(Exercise objective): Without omitting anything, retype the data that follows.

(Object location annotation data)
--- Begin ---

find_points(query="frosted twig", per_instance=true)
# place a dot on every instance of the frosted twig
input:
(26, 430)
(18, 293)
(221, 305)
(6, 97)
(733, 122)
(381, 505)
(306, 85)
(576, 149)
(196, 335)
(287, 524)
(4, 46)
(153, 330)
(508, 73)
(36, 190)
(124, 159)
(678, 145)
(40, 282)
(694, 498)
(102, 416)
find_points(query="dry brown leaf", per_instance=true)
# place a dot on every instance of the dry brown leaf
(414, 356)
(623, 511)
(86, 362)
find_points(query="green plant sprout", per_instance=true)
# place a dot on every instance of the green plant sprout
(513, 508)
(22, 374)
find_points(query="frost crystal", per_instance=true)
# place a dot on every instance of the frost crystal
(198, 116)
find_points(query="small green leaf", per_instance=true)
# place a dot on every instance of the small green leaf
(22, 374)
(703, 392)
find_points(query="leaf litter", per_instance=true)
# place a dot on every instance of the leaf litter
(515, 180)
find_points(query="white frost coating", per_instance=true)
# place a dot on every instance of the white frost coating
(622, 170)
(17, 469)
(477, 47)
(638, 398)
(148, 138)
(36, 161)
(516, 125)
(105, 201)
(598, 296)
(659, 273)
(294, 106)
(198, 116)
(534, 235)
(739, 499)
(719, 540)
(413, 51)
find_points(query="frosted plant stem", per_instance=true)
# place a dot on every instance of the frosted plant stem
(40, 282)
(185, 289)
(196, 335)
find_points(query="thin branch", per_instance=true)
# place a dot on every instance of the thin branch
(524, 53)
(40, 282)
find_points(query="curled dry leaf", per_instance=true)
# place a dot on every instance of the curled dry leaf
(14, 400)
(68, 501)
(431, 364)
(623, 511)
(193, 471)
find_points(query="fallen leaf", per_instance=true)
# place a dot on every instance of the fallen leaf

--- End ---

(Task solution):
find_points(query="frosted twig", per_instance=true)
# place a dot on every instance of the frosted twig
input:
(26, 430)
(18, 293)
(221, 305)
(6, 97)
(733, 122)
(381, 505)
(306, 85)
(576, 149)
(196, 335)
(287, 524)
(4, 46)
(153, 330)
(508, 73)
(36, 190)
(124, 159)
(678, 145)
(40, 282)
(694, 498)
(102, 416)
find_points(query="dry brown leaf", per_instance=true)
# place a dot on every instance of the dry brown leaf
(414, 356)
(623, 511)
(86, 362)
find_points(query="green plant sprout", per_instance=true)
# place a dot on every instance of the green plant sprout
(513, 508)
(22, 374)
find_points(query="frost crystal", per_instance=true)
# place a dot on every instance of the frost crystal
(198, 116)
find_points(query="small green leaf", per_instance=true)
# place a dot on every instance of the small green leaf
(22, 374)
(703, 392)
find_points(query="leaf litter", per_instance=true)
# place a dot on every instance of the leaf litter
(515, 180)
find_points(query="white frost coating", per_instance=true)
# place a dot on every instance of the white frost coating
(622, 170)
(17, 469)
(477, 47)
(638, 398)
(148, 138)
(36, 161)
(516, 125)
(105, 201)
(598, 296)
(659, 273)
(294, 106)
(198, 116)
(534, 235)
(739, 499)
(719, 540)
(413, 51)
find_points(query="frosted plant stem", per_instance=true)
# place a dot on every instance of the frosted plant stem
(40, 282)
(185, 289)
(196, 335)
find_points(query="thin branch", per_instance=true)
# place a dot on every instance of the thin branch
(524, 53)
(40, 282)
find_points(query="curled dry leaf", per_instance=true)
# place a dot on every instance of the curled dry leaf
(14, 400)
(68, 501)
(431, 364)
(623, 511)
(193, 471)
find_points(query="fallen leaf", per_instance=true)
# place a dot on every instance of the fallen leaf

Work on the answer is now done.